Excerpt
____________________

But the army is much more visible to the media.  Once they spend all the money on the army, they can look like they're beefing up the CF, when really all they're doing is destroying the Air Force and the Navy.  Then later, they can "equalize" the spending between departments, and reduce the "disproportionate" spending on the Army.  End result:  more cuts, with lots of press-sponsored hoopla about how they're improving things.  After all, if you get rid of armies, you get rid of war, right?

And the sheeple will elect them again.  Bloody Liberals.

Just another bitter comment, from another disillusioned Canadian...


----------



## Wizard of OZ

Ahhh the tangled web they weave.

This must be how he is comming up with the 5000 troops it will be made up of sub drivers and fighter jockeys.  

man why do Canadians continue to put up with this.

I really hope the Conservatives take it to task if this "restructuring" is to take effect instead of fresh capital and fresh personal.


----------



## FSTO

Hopefully this is just another uninformed reporter (and PMO Staffer) talking out of their ass. I am sure Admirals Buck (VCDS) and Maddison (DCDS) are ready to take Hillier behind the woodshed and set him strait.

____________________

Data rows
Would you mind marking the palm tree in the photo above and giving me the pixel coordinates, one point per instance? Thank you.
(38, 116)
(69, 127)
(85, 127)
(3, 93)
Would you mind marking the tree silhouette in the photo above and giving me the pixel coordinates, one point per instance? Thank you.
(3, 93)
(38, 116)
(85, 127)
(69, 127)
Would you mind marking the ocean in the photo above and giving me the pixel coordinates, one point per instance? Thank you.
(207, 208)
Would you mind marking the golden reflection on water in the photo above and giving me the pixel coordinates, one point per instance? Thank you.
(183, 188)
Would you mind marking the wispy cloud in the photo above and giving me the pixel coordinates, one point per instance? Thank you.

____________________

Work to complete
Copy out the forum thread word for word from "But the army" up to and including "of war, right?". Rely on the forum thread alone and leave the records out of it.

Solution for this exercise
But the army is much more visible to the media.  Once they spend all the money on the army, they can look like they're beefing up the CF, when really all they're doing is destroying the Air Force and the Navy.  Then later, they can "equalize" the spending between departments, and reduce the "disproportionate" spending on the Army.  End result:  more cuts, with lots of press-sponsored hoopla about how they're improving things.  After all, if you get rid of armies, you get rid of war, right?